*SET PROBLEM*
Present every line of the listing below as a numbered list, leaving out the blank lines.

*AVAILABLE DATA*
──────────
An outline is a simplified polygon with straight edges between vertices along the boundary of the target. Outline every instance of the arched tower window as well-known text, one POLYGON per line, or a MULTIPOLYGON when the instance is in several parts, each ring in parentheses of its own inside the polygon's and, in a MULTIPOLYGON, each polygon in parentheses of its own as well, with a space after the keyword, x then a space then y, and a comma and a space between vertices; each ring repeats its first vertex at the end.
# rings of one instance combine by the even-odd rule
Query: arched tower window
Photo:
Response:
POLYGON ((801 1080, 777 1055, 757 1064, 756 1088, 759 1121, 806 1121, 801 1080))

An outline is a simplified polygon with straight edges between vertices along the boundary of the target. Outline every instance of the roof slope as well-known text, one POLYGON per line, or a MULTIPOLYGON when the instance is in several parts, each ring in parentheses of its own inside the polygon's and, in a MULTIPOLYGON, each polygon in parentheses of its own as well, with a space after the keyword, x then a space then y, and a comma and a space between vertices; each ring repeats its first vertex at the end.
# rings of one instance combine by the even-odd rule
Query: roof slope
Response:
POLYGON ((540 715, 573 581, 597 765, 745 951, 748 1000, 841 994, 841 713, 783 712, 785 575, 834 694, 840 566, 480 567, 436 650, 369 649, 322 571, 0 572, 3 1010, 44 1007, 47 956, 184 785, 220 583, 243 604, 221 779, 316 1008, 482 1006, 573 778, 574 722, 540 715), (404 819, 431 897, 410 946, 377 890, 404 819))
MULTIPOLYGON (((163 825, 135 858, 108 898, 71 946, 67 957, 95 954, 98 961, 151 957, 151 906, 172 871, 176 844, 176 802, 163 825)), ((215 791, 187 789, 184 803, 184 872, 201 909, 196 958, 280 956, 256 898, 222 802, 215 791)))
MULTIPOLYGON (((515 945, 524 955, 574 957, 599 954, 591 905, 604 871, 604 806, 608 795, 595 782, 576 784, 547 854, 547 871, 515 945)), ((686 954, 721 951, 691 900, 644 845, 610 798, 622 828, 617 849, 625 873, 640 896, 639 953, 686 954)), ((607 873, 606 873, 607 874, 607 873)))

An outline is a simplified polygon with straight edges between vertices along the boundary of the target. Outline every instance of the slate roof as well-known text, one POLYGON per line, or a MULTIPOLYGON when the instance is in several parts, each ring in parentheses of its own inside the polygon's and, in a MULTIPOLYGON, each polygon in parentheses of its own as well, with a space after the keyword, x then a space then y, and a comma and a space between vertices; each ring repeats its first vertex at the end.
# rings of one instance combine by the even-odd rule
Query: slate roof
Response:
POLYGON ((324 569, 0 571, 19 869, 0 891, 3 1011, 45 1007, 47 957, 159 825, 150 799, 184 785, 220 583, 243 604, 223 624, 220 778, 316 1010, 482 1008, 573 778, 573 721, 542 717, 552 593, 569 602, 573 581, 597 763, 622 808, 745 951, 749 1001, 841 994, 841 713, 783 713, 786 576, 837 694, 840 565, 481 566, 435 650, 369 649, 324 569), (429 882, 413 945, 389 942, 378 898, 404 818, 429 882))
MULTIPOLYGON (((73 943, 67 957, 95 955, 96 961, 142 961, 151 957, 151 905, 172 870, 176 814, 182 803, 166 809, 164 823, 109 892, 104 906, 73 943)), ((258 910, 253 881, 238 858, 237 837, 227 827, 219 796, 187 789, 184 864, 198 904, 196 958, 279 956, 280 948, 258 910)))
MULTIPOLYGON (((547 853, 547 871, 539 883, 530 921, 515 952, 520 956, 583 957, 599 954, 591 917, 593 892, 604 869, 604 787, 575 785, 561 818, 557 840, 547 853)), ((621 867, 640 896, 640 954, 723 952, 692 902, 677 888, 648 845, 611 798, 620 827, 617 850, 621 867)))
──────────
*FINISHED ANSWER*
1. An outline is a simplified polygon with straight edges between vertices along the boundary of the target. Outline every instance of the arched tower window as well-known text, one POLYGON per line, or a MULTIPOLYGON when the instance is in several parts, each ring in parentheses of its own inside the polygon's and, in a MULTIPOLYGON, each polygon in parentheses of its own as well, with a space after the keyword, x then a space then y, and a comma and a space between vertices; each ring repeats its first vertex at the end.
2. # rings of one instance combine by the even-odd rule
3. Query: arched tower window
4. Photo:
5. Response:
6. POLYGON ((801 1080, 777 1055, 757 1064, 756 1088, 759 1121, 806 1121, 801 1080))
7. An outline is a simplified polygon with straight edges between vertices along the boundary of the target. Outline every instance of the roof slope as well-known text, one POLYGON per line, or a MULTIPOLYGON when the instance is in several parts, each ring in parentheses of its own inside the polygon's and, in a MULTIPOLYGON, each polygon in parentheses of its own as well, with a space after the keyword, x then a space then y, and a comma and a space between vertices; each ring repeats its first vertex at the end.
8. # rings of one instance combine by the even-odd rule
9. Query: roof slope
10. Response:
11. POLYGON ((540 715, 573 581, 597 765, 745 951, 748 1000, 841 994, 841 713, 783 712, 785 575, 834 694, 840 566, 480 567, 436 650, 369 649, 322 571, 0 572, 3 1010, 44 1007, 47 956, 184 785, 220 583, 243 604, 221 779, 316 1008, 482 1006, 573 778, 574 722, 540 715), (404 819, 431 897, 410 946, 377 890, 404 819))
12. MULTIPOLYGON (((163 825, 135 858, 108 898, 71 946, 67 957, 95 954, 98 961, 151 957, 151 906, 172 871, 176 844, 176 802, 163 825)), ((215 791, 187 789, 184 803, 184 872, 201 909, 196 958, 280 956, 256 898, 222 802, 215 791)))
13. MULTIPOLYGON (((515 945, 524 955, 574 957, 599 954, 591 905, 604 871, 604 806, 608 795, 595 782, 576 784, 547 854, 547 871, 515 945)), ((686 954, 721 951, 691 900, 644 845, 610 798, 622 828, 617 849, 625 873, 640 896, 639 953, 686 954)), ((607 873, 606 873, 607 874, 607 873)))
14. An outline is a simplified polygon with straight edges between vertices along the boundary of the target. Outline every instance of the slate roof as well-known text, one POLYGON per line, or a MULTIPOLYGON when the instance is in several parts, each ring in parentheses of its own inside the polygon's and, in a MULTIPOLYGON, each polygon in parentheses of its own as well, with a space after the keyword, x then a space then y, and a comma and a space between vertices; each ring repeats its first vertex at the end.
15. # rings of one instance combine by the even-odd rule
16. Query: slate roof
17. Response:
18. POLYGON ((324 569, 0 571, 19 869, 0 891, 3 1011, 45 1007, 47 957, 159 825, 150 799, 184 785, 220 583, 243 604, 223 624, 220 778, 316 1010, 482 1008, 573 778, 573 721, 542 717, 552 593, 569 602, 573 581, 597 763, 622 808, 745 951, 749 1001, 841 994, 841 713, 783 713, 786 576, 837 694, 840 565, 481 566, 435 650, 369 649, 324 569), (429 882, 413 945, 389 942, 378 898, 404 818, 429 882))
19. MULTIPOLYGON (((73 943, 67 957, 95 955, 96 961, 142 961, 151 957, 151 905, 172 870, 176 814, 182 803, 166 809, 164 823, 109 892, 104 906, 73 943)), ((258 910, 253 881, 238 858, 237 837, 227 827, 219 796, 187 789, 184 864, 198 904, 196 958, 279 956, 280 948, 258 910)))
20. MULTIPOLYGON (((547 853, 547 871, 539 883, 530 921, 515 952, 520 956, 583 957, 599 954, 591 917, 593 892, 604 869, 604 787, 575 785, 561 818, 557 840, 547 853)), ((621 867, 640 896, 640 954, 723 952, 692 902, 677 888, 648 845, 611 798, 620 827, 617 850, 621 867)))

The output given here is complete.